TEXT BLOCK ->
>>

Multiple Right-Hand Sides

% Create complex symmetric matrix (frequency-domain FEM)
n = 5000;
% Real stiffness matrix
K = gallery('poisson', round(sqrt(n)));
K = K(1:n, 1:n);
% Add complex mass term (lossy medium)
omega = 2 * pi * 100e6;  % 100 MHz
M = speye(n) * 0.01;
A = K + 1i * omega * M;  % Complex symmetric: A = A.' (not A')

% 16 source positions (e.g., antenna array)
num_sources = 16;
B = randn(n, num_sources) + 1i * randn(n, num_sources);

% Block solve - all sources solved together
[X, flag, relres, iter] = blqmr(A, B, 1e-8, 1000);

fprintf('Solved %d systems in %d block iterations\n', num_sources, iter);
fprintf('Solution size: %d x %d\n', size(X, 1), size(X, 2));

% Verify each solution
for i = 1:num_sources
    res = norm(A * X(:,i) - B(:,i)) / norm(B(:,i));
    fprintf('  RHS %2d: residual = %.2e\n', i, res);
end

Preconditioning Options

% Create test matrix
n = 3000;
A = gallery('wathen', 30, 30);  % Sparse symmetric positive definite
A = A(1:n, 1:n);
b = rand(n, 1);

% Option 1: Automatic preconditioner via opt structure
opt.precond = 'ilu';       % 'ilu', 'ilutp', 'ichol', or 'diag'
opt.droptol = 1e-3;        % Drop tolerance for ILU/ILUTP
[x, flag] = blqmr(A, b, 1e-10, 500, [], [], [], opt);

% Option 2: Manual ILU preconditioner
[L, U] = ilu(A, struct('type', 'ilutp', 'droptol', 1e-4));
[x, flag] = blqmr(A, b, 1e-10, 500, L, U);

% Option 3: Split Jacobi for symmetric systems (preserves symmetry)
d = diag(A);
d(abs(d) < 1e-14) = 1;     % Handle near-zero diagonal
M = spdiags(sqrt(d), 0, n, n);  % M1 = M2 = sqrt(D)

<<

ROWS ->
>>

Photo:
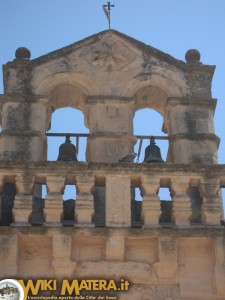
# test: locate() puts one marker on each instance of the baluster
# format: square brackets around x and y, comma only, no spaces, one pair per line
[23,200]
[53,209]
[151,207]
[181,205]
[211,212]
[85,201]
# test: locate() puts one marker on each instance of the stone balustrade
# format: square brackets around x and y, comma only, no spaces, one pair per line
[118,180]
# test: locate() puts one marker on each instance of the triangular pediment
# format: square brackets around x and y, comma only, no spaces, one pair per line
[110,49]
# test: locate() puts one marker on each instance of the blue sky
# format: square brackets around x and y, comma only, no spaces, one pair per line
[173,26]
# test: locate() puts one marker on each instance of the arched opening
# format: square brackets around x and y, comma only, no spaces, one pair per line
[67,120]
[148,122]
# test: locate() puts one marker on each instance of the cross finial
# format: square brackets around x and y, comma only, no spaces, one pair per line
[107,8]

<<

SHORT TASK A -> In the blqmr code, what frequency is omega set to represent?
SHORT TASK B -> In the blqmr code, explain why Option 3 uses split Jacobi and why it replaces some diagonal entries with 1.
SHORT TASK C -> Continue the blqmr code from its last line by completing Option 3.

REPLY A -> 100 MHz.

REPLY B -> Split Jacobi is used for symmetric systems because setting M1 = M2 = sqrt(D) preserves symmetry. Diagonal entries whose absolute value is below 1e-14 are set to 1 to handle a near-zero diagonal.

REPLY C ->
[x, flag, relres, iter] = blqmr(A, b, 1e-10, 500, M, M);
fprintf('Split Jacobi: %d iterations, relres=%.2e\n', iter, relres);

% Option 4: Incomplete Cholesky for SPD matrices
try
    L = ichol(A, struct('type', 'ict', 'droptol', 1e-3));
    [x, flag] = blqmr(A, b, 1e-10, 500, L, L');
catch ME
    fprintf('ichol failed: %s\n', ME.message);
end

Batch Processing for Robustness

% For very ill-conditioned or complex symmetric systems,
% processing RHS in smaller batches can improve stability

n = 5000;
A = create_complex_fem_matrix(n);  % Your application
B = rand(n, 64);  % 64 right-hand sides

% Solve in batches of 8 (more robust than 64 at once)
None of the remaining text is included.